> [Some records]
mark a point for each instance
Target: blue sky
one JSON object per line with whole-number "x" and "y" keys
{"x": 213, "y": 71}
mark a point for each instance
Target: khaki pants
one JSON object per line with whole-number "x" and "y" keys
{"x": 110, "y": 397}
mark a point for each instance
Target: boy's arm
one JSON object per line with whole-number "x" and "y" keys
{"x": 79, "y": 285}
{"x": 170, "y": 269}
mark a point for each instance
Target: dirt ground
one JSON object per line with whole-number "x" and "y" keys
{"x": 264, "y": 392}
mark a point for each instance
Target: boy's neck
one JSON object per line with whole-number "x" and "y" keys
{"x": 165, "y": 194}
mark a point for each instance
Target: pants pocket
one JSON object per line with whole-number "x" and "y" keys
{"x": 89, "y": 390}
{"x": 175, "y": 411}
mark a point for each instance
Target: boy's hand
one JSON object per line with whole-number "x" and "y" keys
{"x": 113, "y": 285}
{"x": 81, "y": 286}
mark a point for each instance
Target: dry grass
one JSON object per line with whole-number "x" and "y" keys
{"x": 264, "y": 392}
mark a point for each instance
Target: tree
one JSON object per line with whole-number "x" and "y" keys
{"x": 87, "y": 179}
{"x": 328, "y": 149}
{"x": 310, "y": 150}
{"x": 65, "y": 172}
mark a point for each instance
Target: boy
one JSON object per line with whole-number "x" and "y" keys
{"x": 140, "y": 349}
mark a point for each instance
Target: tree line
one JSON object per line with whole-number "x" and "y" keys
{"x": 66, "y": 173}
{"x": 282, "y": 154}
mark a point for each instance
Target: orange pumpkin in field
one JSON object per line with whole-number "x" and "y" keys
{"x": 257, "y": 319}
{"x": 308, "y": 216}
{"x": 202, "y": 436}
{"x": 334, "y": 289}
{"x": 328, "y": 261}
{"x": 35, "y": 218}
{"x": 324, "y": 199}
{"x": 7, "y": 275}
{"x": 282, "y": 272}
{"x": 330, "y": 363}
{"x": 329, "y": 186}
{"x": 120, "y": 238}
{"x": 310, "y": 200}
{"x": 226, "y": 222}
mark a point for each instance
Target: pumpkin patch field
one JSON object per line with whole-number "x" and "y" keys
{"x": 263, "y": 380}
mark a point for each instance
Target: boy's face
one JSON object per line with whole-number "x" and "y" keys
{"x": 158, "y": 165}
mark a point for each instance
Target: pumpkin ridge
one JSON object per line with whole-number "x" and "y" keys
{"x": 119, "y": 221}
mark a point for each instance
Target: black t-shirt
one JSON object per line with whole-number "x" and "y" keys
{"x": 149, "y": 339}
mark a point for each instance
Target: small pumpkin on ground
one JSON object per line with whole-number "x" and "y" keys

> [SHORT TASK] Pull out every line of the listing above that contains the string "field" and copy each one unchanged. Case counts.

> [ANSWER]
Target: orange pumpkin in field
Target: pumpkin patch field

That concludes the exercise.